-- Start Provided records --
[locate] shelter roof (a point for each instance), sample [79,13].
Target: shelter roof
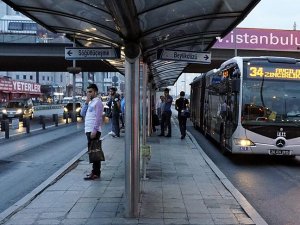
[189,25]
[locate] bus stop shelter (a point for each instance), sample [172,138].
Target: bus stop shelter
[141,29]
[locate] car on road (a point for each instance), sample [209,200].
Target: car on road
[68,109]
[18,108]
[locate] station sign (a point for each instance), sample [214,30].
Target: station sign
[185,56]
[73,53]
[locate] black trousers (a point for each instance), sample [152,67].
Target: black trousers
[182,124]
[96,165]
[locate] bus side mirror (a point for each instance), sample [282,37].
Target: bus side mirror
[236,85]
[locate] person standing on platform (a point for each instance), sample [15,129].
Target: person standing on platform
[122,115]
[92,111]
[166,114]
[181,105]
[115,107]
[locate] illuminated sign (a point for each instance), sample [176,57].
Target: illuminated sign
[273,73]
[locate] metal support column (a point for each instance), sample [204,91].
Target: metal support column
[144,102]
[132,126]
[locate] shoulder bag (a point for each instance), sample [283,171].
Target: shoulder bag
[95,151]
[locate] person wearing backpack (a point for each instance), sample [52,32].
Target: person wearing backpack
[181,105]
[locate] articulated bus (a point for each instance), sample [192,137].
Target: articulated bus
[250,105]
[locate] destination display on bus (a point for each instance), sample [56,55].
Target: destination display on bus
[273,73]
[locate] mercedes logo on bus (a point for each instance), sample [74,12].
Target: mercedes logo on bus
[280,143]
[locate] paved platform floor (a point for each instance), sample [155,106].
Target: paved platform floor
[183,187]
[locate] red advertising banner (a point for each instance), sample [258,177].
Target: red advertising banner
[6,85]
[260,39]
[26,87]
[19,86]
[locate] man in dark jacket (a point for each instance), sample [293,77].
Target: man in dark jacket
[115,107]
[181,105]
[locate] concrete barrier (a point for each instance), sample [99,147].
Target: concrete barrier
[47,107]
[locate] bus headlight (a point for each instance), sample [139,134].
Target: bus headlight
[244,142]
[19,111]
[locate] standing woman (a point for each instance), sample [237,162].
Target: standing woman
[92,111]
[181,105]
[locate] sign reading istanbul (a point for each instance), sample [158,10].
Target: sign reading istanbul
[186,56]
[92,53]
[260,39]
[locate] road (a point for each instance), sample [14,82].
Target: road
[270,184]
[28,161]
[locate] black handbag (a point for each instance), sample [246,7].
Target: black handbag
[95,151]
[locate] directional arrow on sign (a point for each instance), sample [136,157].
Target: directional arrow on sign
[185,56]
[69,53]
[92,53]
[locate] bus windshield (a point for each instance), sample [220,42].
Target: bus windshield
[271,95]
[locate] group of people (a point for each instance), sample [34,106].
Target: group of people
[93,111]
[164,112]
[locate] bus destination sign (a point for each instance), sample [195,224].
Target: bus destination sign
[273,73]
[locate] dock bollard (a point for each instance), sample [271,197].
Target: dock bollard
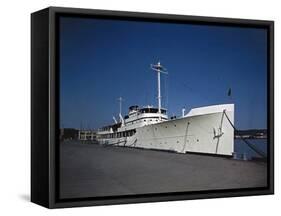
[235,155]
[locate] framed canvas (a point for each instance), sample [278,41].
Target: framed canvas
[139,107]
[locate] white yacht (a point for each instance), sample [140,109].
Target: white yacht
[202,130]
-- End Provided records --
Job: Present every entry above as a numbered list, dropping any blank lines and omitting the pictures.

Result of the exercise:
1. [locate] shelter roof (a point for each instance), sample [79,13].
2. Target: shelter roof
3. [189,25]
4. [locate] bus stop shelter (a point for each instance), sample [172,138].
5. Target: bus stop shelter
6. [141,29]
7. [locate] car on road (a point for each instance), sample [209,200].
8. Target: car on road
9. [68,109]
10. [18,108]
11. [locate] station sign (a point for each instance), sample [214,30].
12. Target: station sign
13. [185,56]
14. [73,53]
15. [locate] black trousers (a point for each instance), sample [152,67].
16. Target: black trousers
17. [182,124]
18. [96,165]
19. [locate] bus side mirror (a point for each instance), sample [282,37].
20. Target: bus side mirror
21. [236,85]
22. [locate] person standing on platform (a point for each instance), sample [15,129].
23. Target: person standing on platform
24. [122,115]
25. [92,111]
26. [166,114]
27. [181,105]
28. [115,107]
29. [locate] illuminated sign (a point for each instance), sample [176,57].
30. Target: illuminated sign
31. [273,73]
32. [locate] metal support column (a point for each instance), sample [204,91].
33. Target: metal support column
34. [144,102]
35. [132,126]
36. [locate] shoulder bag (a point for each instance), sample [283,171].
37. Target: shoulder bag
38. [95,151]
39. [locate] person wearing backpack (a point for each instance), sample [52,32].
40. Target: person wearing backpack
41. [181,105]
42. [locate] articulated bus (a point for each instance), sample [192,137].
43. Target: articulated bus
44. [250,105]
45. [locate] destination display on bus (a point for each instance), sample [56,55].
46. Target: destination display on bus
47. [273,73]
48. [locate] mercedes logo on bus (a point for each instance), sample [74,12].
49. Target: mercedes logo on bus
50. [280,143]
51. [locate] paved platform floor (a point for each instance), sample [155,106].
52. Target: paved platform floor
53. [183,187]
54. [locate] red advertising banner (a point for each instance), sample [258,177].
55. Target: red advertising banner
56. [6,85]
57. [260,39]
58. [26,87]
59. [19,86]
60. [locate] man in dark jacket (a point for each instance), sample [293,77].
61. Target: man in dark jacket
62. [115,107]
63. [181,105]
64. [locate] concrete barrier (a point for each instance), sample [99,147].
65. Target: concrete barrier
66. [47,107]
67. [locate] bus headlight (a point for each instance), sample [139,134].
68. Target: bus headlight
69. [244,142]
70. [19,111]
71. [locate] standing woman (a point for each instance), sample [237,162].
72. Target: standing woman
73. [92,111]
74. [181,105]
75. [locate] sign reading istanbul (a point for each instance), sample [158,10].
76. Target: sign reading istanbul
77. [186,56]
78. [92,53]
79. [260,39]
80. [locate] road (a point for each instance), sample [14,82].
81. Target: road
82. [270,184]
83. [28,161]
84. [locate] black handbag (a point for each instance), sample [246,7].
85. Target: black handbag
86. [95,151]
87. [locate] directional arrow on sign (a point for each instance), sample [136,157].
88. Target: directional arrow on sign
89. [185,56]
90. [69,53]
91. [92,53]
92. [locate] bus windshield (a point for each instance), sample [220,42].
93. Target: bus windshield
94. [271,95]
95. [locate] group of people (a point for each instance), sample [34,106].
96. Target: group of people
97. [93,111]
98. [164,112]
99. [locate] bus destination sign (a point for each instance), sample [195,224].
100. Target: bus destination sign
101. [273,73]
102. [locate] dock bollard (a point for each instance), sample [271,197].
103. Target: dock bollard
104. [235,155]
105. [locate] framed canvas (a point for each instance), sample [278,41].
106. Target: framed canvas
107. [139,107]
108. [locate] white yacht (a point for each instance), sample [140,109].
109. Target: white yacht
110. [202,130]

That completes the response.